**WRITTEN INSTRUCTION**
Copy out the stretch from the line containing "of the wooden" through the end of the items, swapping each "thickest" for "widest" and leaving everything else unchanged. Return only those lines.

**DATA PROVIDED**
· · · ·
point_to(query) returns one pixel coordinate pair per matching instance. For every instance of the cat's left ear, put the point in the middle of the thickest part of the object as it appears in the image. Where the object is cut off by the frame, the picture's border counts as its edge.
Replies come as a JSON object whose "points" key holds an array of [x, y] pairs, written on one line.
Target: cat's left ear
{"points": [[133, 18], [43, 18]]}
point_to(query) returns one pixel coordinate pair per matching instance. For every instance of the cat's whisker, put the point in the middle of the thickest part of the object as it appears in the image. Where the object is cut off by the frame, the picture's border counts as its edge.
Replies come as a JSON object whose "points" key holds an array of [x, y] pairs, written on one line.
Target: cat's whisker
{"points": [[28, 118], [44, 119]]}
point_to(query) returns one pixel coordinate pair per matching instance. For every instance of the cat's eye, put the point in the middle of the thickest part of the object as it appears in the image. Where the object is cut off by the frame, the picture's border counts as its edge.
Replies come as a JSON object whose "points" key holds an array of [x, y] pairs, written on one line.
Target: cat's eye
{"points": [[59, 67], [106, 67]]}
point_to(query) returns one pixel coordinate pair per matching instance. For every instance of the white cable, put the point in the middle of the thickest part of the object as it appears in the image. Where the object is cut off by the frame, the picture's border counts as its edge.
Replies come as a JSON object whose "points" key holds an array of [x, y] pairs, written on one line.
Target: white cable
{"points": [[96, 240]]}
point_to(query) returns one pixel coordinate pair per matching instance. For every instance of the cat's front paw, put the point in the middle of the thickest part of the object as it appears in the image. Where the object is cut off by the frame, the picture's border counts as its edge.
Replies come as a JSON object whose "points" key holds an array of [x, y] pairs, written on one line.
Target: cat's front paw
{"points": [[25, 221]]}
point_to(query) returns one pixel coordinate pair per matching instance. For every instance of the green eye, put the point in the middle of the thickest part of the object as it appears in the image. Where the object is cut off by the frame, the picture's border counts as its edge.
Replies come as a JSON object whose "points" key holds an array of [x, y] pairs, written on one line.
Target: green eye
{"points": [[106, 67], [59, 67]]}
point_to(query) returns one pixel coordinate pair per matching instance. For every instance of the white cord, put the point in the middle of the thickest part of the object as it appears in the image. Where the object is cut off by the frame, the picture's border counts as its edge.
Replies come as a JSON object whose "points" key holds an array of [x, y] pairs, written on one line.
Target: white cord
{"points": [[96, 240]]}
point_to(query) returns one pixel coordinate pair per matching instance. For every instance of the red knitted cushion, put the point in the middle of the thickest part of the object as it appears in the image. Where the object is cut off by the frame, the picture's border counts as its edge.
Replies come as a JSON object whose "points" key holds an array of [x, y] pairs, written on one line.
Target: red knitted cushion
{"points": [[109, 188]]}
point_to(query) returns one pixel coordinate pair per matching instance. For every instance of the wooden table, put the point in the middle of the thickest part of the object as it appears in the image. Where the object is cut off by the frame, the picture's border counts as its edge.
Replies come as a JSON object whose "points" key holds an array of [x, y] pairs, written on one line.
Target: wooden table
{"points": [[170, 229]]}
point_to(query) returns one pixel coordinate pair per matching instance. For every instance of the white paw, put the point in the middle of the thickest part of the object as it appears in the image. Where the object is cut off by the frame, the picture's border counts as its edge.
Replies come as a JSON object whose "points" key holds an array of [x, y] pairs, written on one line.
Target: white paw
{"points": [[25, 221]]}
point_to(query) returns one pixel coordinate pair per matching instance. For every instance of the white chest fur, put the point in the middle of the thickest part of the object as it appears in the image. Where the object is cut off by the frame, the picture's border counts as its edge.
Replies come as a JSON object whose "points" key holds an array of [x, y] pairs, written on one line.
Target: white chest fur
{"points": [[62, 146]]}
· · · ·
**TASK OUTPUT**
point_to(query) returns one pixel coordinate pair per matching instance. For every instance of the wooden table, put the point in the middle of the widest part of the object as it appears in the image. Where the object is cut off by the frame, the picture's border counts as its edge.
Replies come as a JSON object whose "points" key holds an array of [x, y] pairs, written on one line.
Target: wooden table
{"points": [[170, 229]]}
point_to(query) returns one pixel coordinate pair per matching instance. For every instance of the white paw, put the point in the middle of the widest part of the object as it appears in the image. Where the object is cut off by the frame, the picture's border counts as its edge.
Replies come as a JSON object whose "points" key holds an array of [x, y] pairs, written on one line.
Target: white paw
{"points": [[25, 221]]}
point_to(query) returns one pixel coordinate pair per matching instance. For every instance of the white chest fur, put the point in the middle of the widest part of the object as it appears in the image. Where the object is cut off by the frame, the picture's border counts as its edge.
Replies come as a JSON object whose "points" key holds an array of [x, y] pairs, written on one line.
Target: white chest fur
{"points": [[62, 146]]}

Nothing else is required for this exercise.